::: The input :::

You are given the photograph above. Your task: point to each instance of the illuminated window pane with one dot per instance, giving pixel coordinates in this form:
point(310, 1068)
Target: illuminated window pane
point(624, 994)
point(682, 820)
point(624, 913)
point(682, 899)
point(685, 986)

:::

- [Problem statement]
Print all of the entries above, reproducing each line verbatim.

- [Complete output]
You are given the photograph above. Your task: point to each instance of the illuminated window pane with one dot per instance, giving pixel coordinates in this form:
point(310, 1068)
Target: illuminated window pane
point(624, 994)
point(682, 820)
point(624, 913)
point(682, 899)
point(685, 986)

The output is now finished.